▶ **Records to use**
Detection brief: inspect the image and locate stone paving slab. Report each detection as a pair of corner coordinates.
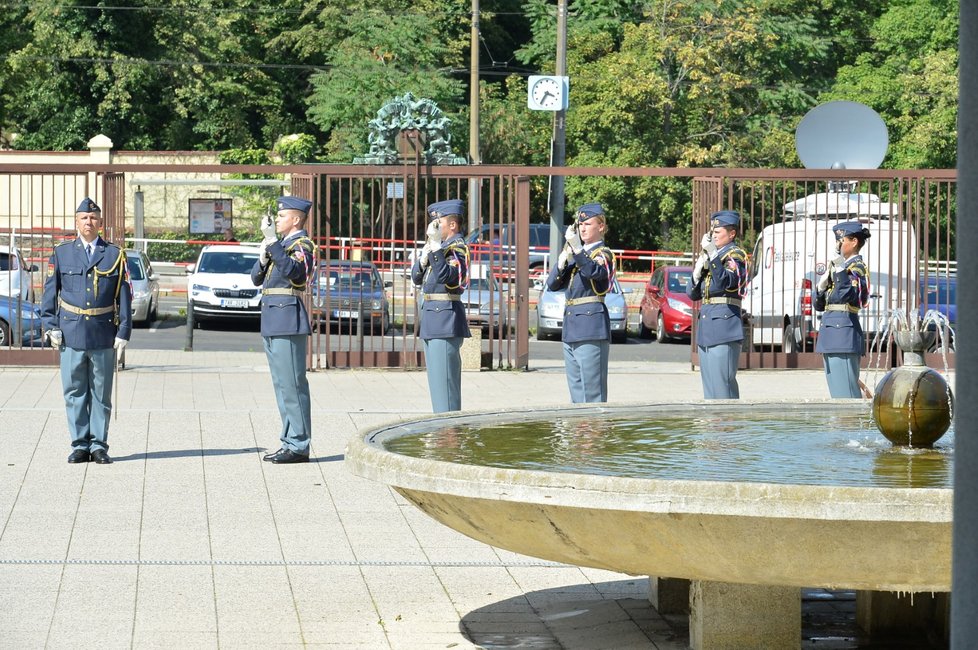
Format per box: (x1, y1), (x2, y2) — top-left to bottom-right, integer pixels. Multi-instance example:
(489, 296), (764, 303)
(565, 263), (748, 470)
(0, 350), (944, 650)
--
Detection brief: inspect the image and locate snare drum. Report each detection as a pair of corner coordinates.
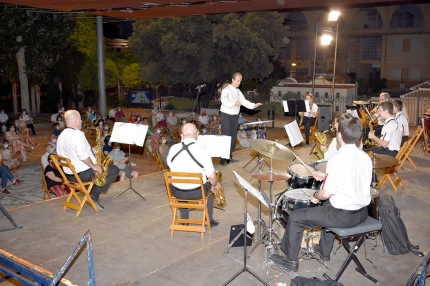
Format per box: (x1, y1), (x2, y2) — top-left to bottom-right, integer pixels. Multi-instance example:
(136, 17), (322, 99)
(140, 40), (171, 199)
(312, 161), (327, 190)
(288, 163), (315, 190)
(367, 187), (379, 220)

▶ **Exercise directions**
Can you reproduce everything from the line containing "Detection brief: inspect the image and locate snare" down to the line containing "(367, 187), (379, 220)", both included, word for word and without the pictures?

▶ **Correct output**
Detection brief: inspect the image and locate snare drum. Report each detection as a pair of corner coordinates.
Format per box: (x1, y1), (x2, y2) — top-left to bottom-right, integer pixels. Multi-instance example:
(136, 17), (322, 99)
(140, 40), (171, 199)
(312, 161), (327, 190)
(288, 163), (315, 190)
(367, 187), (379, 220)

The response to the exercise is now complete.